Records pointing to named objects:
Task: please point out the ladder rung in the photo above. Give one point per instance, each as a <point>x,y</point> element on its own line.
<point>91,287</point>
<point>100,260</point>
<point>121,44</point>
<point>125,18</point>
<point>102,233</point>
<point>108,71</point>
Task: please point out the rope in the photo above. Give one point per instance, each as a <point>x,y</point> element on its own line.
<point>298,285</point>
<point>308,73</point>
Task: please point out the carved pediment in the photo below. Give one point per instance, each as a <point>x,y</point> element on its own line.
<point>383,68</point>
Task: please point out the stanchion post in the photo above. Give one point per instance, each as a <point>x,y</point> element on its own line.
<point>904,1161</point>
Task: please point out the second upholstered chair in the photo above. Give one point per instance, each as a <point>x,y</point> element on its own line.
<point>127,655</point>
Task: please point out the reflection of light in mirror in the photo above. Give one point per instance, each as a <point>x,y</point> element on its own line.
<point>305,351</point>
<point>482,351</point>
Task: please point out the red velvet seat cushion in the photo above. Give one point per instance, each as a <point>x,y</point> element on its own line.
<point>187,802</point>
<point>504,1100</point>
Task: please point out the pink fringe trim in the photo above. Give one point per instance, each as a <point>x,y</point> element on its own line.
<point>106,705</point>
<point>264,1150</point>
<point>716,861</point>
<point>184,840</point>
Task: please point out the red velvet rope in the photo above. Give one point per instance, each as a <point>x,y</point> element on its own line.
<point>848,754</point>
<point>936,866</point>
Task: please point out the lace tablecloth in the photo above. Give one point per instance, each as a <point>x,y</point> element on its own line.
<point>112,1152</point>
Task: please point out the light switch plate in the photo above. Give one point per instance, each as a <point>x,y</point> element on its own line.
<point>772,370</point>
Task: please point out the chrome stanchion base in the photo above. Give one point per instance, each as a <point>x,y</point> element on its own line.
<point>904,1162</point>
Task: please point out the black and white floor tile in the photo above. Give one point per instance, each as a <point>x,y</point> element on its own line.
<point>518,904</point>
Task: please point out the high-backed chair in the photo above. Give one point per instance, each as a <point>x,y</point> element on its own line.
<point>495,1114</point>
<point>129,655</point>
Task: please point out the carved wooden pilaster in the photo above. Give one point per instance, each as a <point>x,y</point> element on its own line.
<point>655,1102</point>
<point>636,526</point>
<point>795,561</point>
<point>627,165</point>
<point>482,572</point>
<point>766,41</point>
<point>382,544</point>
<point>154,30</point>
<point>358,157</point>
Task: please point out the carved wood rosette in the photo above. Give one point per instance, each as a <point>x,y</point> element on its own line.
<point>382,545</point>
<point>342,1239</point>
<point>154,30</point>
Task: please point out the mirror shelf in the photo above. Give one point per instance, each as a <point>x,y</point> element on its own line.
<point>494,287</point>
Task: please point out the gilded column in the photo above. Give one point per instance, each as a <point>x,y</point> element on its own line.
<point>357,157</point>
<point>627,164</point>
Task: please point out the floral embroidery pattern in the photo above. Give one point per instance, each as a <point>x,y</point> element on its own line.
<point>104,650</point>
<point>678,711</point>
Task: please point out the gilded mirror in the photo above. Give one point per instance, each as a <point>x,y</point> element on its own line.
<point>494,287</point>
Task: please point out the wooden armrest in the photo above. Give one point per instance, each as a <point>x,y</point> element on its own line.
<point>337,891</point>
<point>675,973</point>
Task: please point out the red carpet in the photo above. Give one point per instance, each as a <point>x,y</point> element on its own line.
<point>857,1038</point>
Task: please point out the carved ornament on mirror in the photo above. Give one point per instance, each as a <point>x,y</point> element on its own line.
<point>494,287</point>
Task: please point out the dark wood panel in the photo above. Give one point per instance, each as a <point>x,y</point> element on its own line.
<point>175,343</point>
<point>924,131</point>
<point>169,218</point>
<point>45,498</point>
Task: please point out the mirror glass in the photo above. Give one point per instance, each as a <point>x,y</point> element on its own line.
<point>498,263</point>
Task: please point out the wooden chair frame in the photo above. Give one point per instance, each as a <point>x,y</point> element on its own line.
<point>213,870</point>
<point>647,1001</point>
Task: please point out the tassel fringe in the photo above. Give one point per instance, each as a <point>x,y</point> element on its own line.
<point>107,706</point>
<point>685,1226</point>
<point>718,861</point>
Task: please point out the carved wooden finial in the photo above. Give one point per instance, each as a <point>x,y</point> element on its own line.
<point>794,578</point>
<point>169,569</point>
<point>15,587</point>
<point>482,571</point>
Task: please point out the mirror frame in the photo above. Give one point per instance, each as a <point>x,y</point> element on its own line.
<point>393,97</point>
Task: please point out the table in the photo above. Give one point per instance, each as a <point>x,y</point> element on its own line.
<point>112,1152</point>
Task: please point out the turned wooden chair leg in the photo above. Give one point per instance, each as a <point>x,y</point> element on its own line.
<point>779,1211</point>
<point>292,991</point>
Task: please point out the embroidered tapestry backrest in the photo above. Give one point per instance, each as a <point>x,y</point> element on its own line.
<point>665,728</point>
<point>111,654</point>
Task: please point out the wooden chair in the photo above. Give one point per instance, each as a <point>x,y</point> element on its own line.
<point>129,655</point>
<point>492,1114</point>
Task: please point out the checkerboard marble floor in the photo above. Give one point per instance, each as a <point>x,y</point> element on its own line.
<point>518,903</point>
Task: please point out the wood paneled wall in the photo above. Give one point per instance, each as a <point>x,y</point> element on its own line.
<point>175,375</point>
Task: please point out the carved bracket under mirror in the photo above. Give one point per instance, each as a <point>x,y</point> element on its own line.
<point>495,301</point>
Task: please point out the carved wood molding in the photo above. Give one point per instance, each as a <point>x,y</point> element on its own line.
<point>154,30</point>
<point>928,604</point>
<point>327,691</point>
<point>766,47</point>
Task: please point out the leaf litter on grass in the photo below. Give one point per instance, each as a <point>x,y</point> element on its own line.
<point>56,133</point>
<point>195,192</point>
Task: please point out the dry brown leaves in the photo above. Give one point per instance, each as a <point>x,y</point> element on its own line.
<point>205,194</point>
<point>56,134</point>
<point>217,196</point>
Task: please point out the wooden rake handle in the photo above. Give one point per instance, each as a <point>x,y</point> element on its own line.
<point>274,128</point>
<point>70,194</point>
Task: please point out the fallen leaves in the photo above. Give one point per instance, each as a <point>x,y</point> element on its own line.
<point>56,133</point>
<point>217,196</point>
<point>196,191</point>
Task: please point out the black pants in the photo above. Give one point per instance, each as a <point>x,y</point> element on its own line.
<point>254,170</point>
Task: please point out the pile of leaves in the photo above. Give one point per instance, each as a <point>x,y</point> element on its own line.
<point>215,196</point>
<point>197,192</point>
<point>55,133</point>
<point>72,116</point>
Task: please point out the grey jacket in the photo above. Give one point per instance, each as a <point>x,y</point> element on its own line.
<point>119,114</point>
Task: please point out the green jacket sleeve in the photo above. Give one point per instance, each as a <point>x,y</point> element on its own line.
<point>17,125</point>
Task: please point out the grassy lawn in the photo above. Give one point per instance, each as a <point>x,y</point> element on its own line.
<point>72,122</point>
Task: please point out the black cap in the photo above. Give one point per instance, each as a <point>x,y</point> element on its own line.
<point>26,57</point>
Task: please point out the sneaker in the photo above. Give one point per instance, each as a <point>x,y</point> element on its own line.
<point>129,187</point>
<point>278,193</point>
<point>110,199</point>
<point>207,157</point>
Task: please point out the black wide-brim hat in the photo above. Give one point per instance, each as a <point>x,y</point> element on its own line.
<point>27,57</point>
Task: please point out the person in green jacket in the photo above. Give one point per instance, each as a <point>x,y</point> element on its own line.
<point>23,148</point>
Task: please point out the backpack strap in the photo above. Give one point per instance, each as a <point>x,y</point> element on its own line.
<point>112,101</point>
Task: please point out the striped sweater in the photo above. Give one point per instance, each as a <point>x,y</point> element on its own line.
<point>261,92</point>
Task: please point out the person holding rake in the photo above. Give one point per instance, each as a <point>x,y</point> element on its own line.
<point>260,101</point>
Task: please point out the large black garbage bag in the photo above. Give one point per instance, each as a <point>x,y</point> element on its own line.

▸ Your instructions:
Reproduce the listing above verbatim, starting at its very first line and ending with the line that contains "<point>904,1161</point>", that line included.

▸ Exercise response:
Task: please point out the ladder rung in the photo above. Give one point per instance, each as a <point>x,y</point> element on its own line.
<point>91,287</point>
<point>100,260</point>
<point>121,44</point>
<point>125,18</point>
<point>102,233</point>
<point>108,71</point>
Task: please point out the rope in the photo above. Give one point per instance, each as a <point>x,y</point> element on its own line.
<point>298,285</point>
<point>308,73</point>
Task: please point out the carved pediment in the photo below. Give one point per instance, each as a <point>x,y</point> element on its own line.
<point>383,68</point>
Task: please point out the stanchion post in the photo above. Give one point per instance, each as a <point>x,y</point> element on its own line.
<point>904,1161</point>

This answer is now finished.